Reproduce the listing below exactly. Pictures do not belong in the copy.

#### SUPPLIED ENTRIES

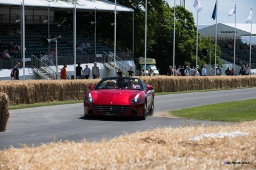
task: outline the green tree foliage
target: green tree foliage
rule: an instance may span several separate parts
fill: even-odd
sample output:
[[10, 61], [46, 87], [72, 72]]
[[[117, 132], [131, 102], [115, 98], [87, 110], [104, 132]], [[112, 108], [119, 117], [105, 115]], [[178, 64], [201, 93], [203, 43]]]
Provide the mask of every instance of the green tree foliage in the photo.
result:
[[[72, 1], [72, 0], [66, 0]], [[110, 0], [115, 2], [115, 0]], [[174, 8], [164, 6], [162, 0], [148, 0], [147, 57], [154, 58], [161, 74], [166, 74], [168, 66], [173, 65]], [[122, 0], [117, 3], [134, 10], [134, 13], [118, 11], [116, 14], [116, 50], [132, 50], [132, 17], [134, 17], [134, 57], [145, 55], [145, 1]], [[196, 66], [196, 27], [192, 13], [180, 6], [176, 7], [175, 64]], [[60, 25], [72, 28], [72, 11], [56, 13]], [[109, 45], [114, 43], [114, 12], [97, 12], [97, 39], [103, 39]], [[77, 27], [81, 32], [93, 35], [94, 11], [77, 11]], [[78, 32], [79, 32], [78, 31]], [[212, 39], [201, 39], [198, 36], [198, 64], [209, 63], [209, 53], [204, 56], [203, 49], [215, 49]], [[211, 51], [211, 64], [214, 62], [214, 50]], [[218, 48], [217, 56], [220, 53]], [[217, 58], [218, 61], [218, 57]]]

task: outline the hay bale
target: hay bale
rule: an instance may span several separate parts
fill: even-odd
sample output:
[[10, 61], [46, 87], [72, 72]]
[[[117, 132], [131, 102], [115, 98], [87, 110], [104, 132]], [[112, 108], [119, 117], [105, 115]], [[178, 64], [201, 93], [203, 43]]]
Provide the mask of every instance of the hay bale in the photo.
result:
[[0, 131], [6, 131], [7, 122], [10, 117], [8, 110], [9, 106], [7, 94], [0, 92]]
[[[0, 151], [0, 165], [3, 169], [255, 169], [255, 128], [256, 121], [158, 128], [99, 143], [84, 140], [10, 148]], [[247, 134], [191, 139], [237, 131]]]

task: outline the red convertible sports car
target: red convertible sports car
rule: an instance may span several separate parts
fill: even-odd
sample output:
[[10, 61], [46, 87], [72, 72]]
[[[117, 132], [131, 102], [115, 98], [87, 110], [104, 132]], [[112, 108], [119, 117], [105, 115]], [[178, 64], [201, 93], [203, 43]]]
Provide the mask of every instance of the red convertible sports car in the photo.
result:
[[84, 113], [88, 116], [137, 117], [145, 120], [154, 108], [153, 87], [133, 77], [102, 78], [89, 86], [84, 96]]

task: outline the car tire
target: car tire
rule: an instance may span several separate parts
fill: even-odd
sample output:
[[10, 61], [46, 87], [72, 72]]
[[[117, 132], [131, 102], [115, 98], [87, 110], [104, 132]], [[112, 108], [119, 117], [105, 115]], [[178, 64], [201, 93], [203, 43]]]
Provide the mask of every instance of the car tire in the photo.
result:
[[141, 120], [146, 120], [146, 118], [147, 118], [147, 104], [146, 104], [146, 101], [144, 101], [143, 115], [140, 118], [140, 119]]

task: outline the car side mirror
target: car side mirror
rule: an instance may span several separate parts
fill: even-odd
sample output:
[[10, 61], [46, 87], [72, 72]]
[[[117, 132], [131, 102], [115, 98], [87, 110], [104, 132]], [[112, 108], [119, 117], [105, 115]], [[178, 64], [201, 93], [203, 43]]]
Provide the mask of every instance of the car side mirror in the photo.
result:
[[154, 88], [152, 85], [147, 85], [146, 92], [148, 92], [148, 90], [152, 90]]
[[93, 90], [94, 90], [94, 85], [89, 85], [88, 86], [89, 90], [90, 91]]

########

- _FULL SOLUTION_:
task: outline the green tree foliage
target: green tree foliage
rule: an instance may span several separate parts
fill: even-odd
sample output:
[[10, 61], [46, 87], [72, 72]]
[[[117, 132], [131, 102], [115, 98], [87, 110], [104, 132]], [[112, 108], [119, 117], [105, 115]], [[178, 64], [201, 93], [203, 43]]]
Provide the mask of every instance of the green tree foliage in the photo.
result:
[[[72, 1], [72, 0], [66, 0]], [[110, 0], [115, 2], [115, 0]], [[174, 8], [164, 6], [162, 0], [148, 0], [147, 57], [154, 58], [161, 74], [166, 74], [168, 66], [173, 65]], [[122, 0], [117, 3], [134, 10], [134, 13], [118, 11], [116, 14], [116, 50], [132, 50], [132, 17], [134, 17], [134, 57], [145, 55], [145, 1]], [[196, 66], [196, 27], [192, 13], [180, 6], [176, 7], [175, 64]], [[60, 25], [72, 28], [72, 11], [56, 13]], [[109, 45], [114, 43], [114, 12], [97, 12], [97, 39], [103, 39]], [[77, 27], [81, 32], [93, 35], [94, 11], [77, 11]], [[78, 32], [79, 32], [78, 31]], [[212, 39], [201, 39], [198, 36], [198, 64], [209, 63], [209, 53], [204, 56], [203, 49], [215, 49]], [[211, 51], [211, 64], [214, 62], [214, 50]], [[218, 48], [217, 56], [220, 53]], [[217, 58], [218, 61], [218, 57]]]

task: outline the hay bale
target: hay bale
rule: an instance may span several separate parts
fill: even-odd
sample output:
[[10, 61], [46, 87], [72, 72]]
[[[117, 132], [131, 102], [115, 98], [87, 110], [104, 132]], [[112, 108], [119, 117], [105, 115]], [[178, 64], [201, 93], [203, 43]]]
Provide the mask of every instance of the hay bale in the photo.
result:
[[0, 131], [6, 131], [7, 122], [10, 117], [8, 110], [9, 106], [7, 94], [0, 92]]
[[[0, 151], [0, 165], [3, 169], [255, 169], [255, 128], [256, 121], [158, 128], [99, 143], [84, 140], [10, 148]], [[247, 134], [191, 139], [237, 131]]]

task: outline the red convertible sports car
target: red convertible sports car
rule: an instance may span several separate parts
fill: even-odd
sample output:
[[10, 61], [46, 87], [72, 72]]
[[[117, 132], [131, 102], [115, 98], [87, 110], [104, 132]], [[112, 108], [119, 117], [105, 115]], [[178, 64], [201, 93], [203, 43]]]
Provide the mask of every instance of the red convertible sports car in the photo.
result:
[[84, 113], [88, 116], [137, 117], [145, 120], [154, 108], [153, 87], [133, 77], [102, 78], [89, 86], [84, 96]]

task: outline the car tire
target: car tire
rule: an instance may span several separate parts
fill: even-odd
sample output:
[[10, 61], [46, 87], [72, 72]]
[[[117, 132], [131, 102], [115, 98], [87, 110], [104, 132]], [[112, 108], [119, 117], [105, 115]], [[178, 64], [201, 93], [203, 43]]]
Provide the mask of every instance of the car tire in the photo.
result:
[[141, 120], [146, 120], [146, 118], [147, 118], [147, 104], [146, 104], [146, 101], [144, 101], [143, 115], [140, 118], [140, 119]]

task: outline the car side mirror
target: car side mirror
rule: an instance may span several separate parts
fill: even-odd
sample output:
[[10, 61], [46, 87], [72, 72]]
[[[117, 132], [131, 102], [115, 98], [87, 110], [104, 132]], [[112, 108], [119, 117], [105, 115]], [[178, 64], [201, 93], [203, 43]]]
Provide the mask of every instance of the car side mirror in the photo.
result:
[[154, 88], [152, 85], [147, 85], [146, 92], [148, 92], [148, 90], [152, 90]]
[[93, 90], [94, 90], [94, 85], [89, 85], [88, 86], [89, 90], [90, 91]]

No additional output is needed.